Is TV the big reason for the change?

There's no doubting international TV markets have a huge impact on the clubs. Teams in Europe are concerned about trying to compete with Premier League teams when their new TV deal kicks in next season - this will help soften the blow. A mini-league format should mean more games involving the bigger clubs week-in, week-out, which means the next Champions League TV deal will be easier to sell to markets around the world.

So bad news for the smaller clubs then?

On the face of it, the chances of an extended European campaign for clubs outside the "Big 5" leagues look diminished. However, romantics will point out that a win over two legs in the first round could guarantee 14 matches against some of Europe's biggest teams. The problem there is we still don't know when teams from various countries will enter the competition. Also, a re-jigged, larger team-friendly tournament will be easier for UEFA to sell to foreign TV markets. That means more money for all of the clubs taking part, so the smaller teams could come out of this richer too.

Josep Guardiola kisses the trophy at the end of the UEFA Champions League final football match FC Barcelona vs. Manchester United
Image: Pep Guardiola kisses the trophy after Barcelona's victory

I'm confused. So it's a good thing for them then?

In purely footballing terms, probably not. One thing that isn't apparent is how many rounds teams will have to go through until they reach the new group stage. That may depend on UEFA's complicated coefficient system but some sides will inevitably have to play multiple two-legged ties before qualifying for the group stage. Another element that is up for debate is exactly when the top teams will enter the competition. Bigger clubs will always want as much protection as possible and will push to enter the tournament as late as possible.

So is this to combat talk of a European Super League?

Yes and no. Big clubs want to play each other more often in order to maximise revenue and gain maximum exposure. But there are many critics of the current Champions League format, with the current eight groups of four teams system often leading to obvious results as top seeds tend to play one or two smaller teams every year. The hope is that this would make the tournament more exciting by placing more evenly matched teams against each other on a regular basis and by increasing the number of knock-out games early on.

CL changes discussed
CL changes discussed

UEFA is in talks with clubs to change the format of the Champions League

So when could we see change?

No changes to the competition can take place before the 2018-19 season, when the current international TV deals expire. The bidding process for the next set of contracts start at the end of the year, so UEFA will want this matter agreed by then with September a date mooted.
------------------------------------------------
* _Exercise details_
According to the piece on Champions League format changes, what is the earliest season in which changes to the competition can take place?
------------------------------------------------
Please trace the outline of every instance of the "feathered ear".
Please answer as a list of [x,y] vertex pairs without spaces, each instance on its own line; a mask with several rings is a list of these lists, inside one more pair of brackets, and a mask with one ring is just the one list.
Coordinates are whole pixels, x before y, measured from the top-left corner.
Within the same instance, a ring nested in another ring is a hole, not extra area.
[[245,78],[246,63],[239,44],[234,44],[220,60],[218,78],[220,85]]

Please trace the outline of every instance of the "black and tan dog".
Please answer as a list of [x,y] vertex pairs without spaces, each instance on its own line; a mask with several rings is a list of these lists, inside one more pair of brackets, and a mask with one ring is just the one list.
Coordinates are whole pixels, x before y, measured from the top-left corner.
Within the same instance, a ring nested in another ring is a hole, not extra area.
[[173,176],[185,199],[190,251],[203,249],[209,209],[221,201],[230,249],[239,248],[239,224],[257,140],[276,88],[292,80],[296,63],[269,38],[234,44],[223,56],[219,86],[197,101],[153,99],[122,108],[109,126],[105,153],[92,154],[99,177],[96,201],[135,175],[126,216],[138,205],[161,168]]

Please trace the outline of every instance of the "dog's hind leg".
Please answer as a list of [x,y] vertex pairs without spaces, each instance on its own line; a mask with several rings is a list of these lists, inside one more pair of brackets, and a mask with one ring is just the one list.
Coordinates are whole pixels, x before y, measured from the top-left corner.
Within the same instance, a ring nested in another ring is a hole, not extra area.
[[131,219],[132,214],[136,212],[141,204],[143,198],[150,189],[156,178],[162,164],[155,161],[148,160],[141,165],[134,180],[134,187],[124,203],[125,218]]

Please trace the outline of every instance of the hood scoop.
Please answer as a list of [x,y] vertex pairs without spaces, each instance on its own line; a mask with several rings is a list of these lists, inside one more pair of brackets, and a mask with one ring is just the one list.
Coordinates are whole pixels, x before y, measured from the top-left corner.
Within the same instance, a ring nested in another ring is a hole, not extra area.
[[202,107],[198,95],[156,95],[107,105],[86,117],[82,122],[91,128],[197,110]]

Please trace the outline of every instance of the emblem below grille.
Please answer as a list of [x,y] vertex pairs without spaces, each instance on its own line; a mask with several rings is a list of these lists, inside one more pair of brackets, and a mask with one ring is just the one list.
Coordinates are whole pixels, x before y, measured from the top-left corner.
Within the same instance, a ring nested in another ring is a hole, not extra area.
------------------------------------------------
* _Finished answer_
The 2018-19 season, when the current international TV deals expire.